Credit: Bailey Ann (@baileyannoriginal)

AT: Do you have any big plans for 2023 or beyond you can share with us?

KK: We are living it! We’re in it! We talked a little bit about the atelier, which [opened last month]. That’s very exciting, and a huge feat for us. We are continuing to build our team. We are [launching] for the first time a long-distance freight program. We’ve not actually offered shipping to date — any kind, aside from local delivery — but we are now offering a long-distance freight program for designers, clients, and [in-person shoppers shipping] nationwide. I would say maybe we’re considering an online experience. It could be on the horizon. Watch this space.

AT: Is there a specific piece, design, or project of yours, or aspect of your business, that you think is particularly indicative of who you are or what you’re trying to do?

BK: A couple weeks ago, we shared the reveal of something we’ve been working on that’s related to Laura, who just recently had her first child. She was on maternity leave for a couple months, and during that time, obviously we were also moving into our new location, which has some offices. We agreed that one of the offices should be converted into a nursery for Laura, and ultimately for anyone else in the company that has young family so they can feel at home at work. Kendall created the most beautiful nursery inside an industrial warehouse in the arts district of Los Angeles; it transports you. We were just lucky enough to capture Laura’s reaction when she finally saw it, which brought us all to tears.

LS: Every time we’re merchandising our showroom is another experience where we’re pushing design, where we’re changing things up, where we’re telling new stories. And that’s ever-changing, every two weeks. But the nursery is the perfect embodiment of, really, Olive [Ateliers] — and the work culture — in a room, as well as just our objects being used.

AT: What three words would you use to describe where you see the design world going in 2023? 

KK: Conscious design — well, we are. We’ve always prioritized natural fibers and organic materials, and I hope the industry is heading in a direction of being as conscious as possible in their approach to design. 

LS: Unique. People are really starting to value one-of-a-kind objects, instead of something that is mass-produced that you can find anywhere. And being very intentional about a piece that they’re going to put in their home, because that piece takes up rent in their house and they want it to feel special.

KK: I think that’s another word: intentional. [Coming] off of Covid [lockdowns], people are very intentional with their space. They want a space that feels safe, calm; [where,] if they need to spend [another] two years locked inside, they would be fine with.

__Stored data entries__
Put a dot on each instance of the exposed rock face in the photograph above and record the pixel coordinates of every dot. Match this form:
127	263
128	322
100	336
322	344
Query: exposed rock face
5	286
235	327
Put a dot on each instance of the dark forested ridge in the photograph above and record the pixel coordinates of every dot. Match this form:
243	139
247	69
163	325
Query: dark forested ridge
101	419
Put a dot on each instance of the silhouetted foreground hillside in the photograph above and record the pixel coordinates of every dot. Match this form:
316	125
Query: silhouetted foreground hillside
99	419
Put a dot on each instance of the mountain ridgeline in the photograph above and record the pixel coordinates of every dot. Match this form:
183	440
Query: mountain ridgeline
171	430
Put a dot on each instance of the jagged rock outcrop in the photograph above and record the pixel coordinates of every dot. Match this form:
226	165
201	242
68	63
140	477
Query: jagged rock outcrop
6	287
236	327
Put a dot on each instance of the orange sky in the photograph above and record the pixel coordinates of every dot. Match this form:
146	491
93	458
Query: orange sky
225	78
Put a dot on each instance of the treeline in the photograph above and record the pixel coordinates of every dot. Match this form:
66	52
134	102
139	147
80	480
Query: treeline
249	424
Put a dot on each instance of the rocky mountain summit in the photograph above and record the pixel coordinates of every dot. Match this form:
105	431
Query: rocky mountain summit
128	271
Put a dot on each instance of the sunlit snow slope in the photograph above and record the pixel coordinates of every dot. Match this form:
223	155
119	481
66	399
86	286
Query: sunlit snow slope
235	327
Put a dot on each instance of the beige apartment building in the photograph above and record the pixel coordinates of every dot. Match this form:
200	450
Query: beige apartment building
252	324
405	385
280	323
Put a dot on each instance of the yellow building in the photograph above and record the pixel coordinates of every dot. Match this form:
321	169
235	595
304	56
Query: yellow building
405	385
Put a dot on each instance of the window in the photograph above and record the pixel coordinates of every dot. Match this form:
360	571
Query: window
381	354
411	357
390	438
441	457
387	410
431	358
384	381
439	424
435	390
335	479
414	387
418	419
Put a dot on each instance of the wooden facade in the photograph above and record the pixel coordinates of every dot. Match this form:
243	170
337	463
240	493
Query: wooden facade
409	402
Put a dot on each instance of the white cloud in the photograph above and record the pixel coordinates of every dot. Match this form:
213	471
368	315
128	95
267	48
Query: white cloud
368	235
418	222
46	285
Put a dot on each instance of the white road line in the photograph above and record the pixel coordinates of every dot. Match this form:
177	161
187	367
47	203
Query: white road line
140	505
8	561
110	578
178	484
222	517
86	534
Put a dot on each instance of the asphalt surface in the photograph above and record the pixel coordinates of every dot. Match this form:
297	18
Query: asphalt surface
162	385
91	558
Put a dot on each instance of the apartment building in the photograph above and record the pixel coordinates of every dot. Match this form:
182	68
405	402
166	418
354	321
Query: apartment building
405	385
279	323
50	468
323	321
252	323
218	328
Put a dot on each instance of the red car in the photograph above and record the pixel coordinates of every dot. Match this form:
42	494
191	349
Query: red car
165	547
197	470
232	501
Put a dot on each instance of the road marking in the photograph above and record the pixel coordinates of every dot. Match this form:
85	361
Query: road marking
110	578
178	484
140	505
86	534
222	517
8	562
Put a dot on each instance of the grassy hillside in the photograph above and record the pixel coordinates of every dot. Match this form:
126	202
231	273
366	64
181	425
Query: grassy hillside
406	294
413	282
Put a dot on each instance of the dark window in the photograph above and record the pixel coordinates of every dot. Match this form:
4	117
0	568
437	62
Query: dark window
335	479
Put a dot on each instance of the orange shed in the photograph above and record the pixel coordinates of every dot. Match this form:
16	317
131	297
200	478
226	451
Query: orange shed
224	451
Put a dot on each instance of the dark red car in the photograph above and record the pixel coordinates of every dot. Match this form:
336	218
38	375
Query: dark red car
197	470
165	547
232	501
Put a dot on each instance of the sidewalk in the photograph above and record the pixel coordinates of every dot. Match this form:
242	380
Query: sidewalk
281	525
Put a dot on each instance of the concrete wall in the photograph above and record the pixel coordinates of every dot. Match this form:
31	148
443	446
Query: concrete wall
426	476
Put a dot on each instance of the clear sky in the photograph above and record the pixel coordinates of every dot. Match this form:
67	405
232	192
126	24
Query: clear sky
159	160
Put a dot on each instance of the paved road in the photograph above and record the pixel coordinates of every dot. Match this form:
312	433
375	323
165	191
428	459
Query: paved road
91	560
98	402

__Instructions for the task__
In the interview, how often does the showroom merchandising change?

__Exercise solution__
Every two weeks.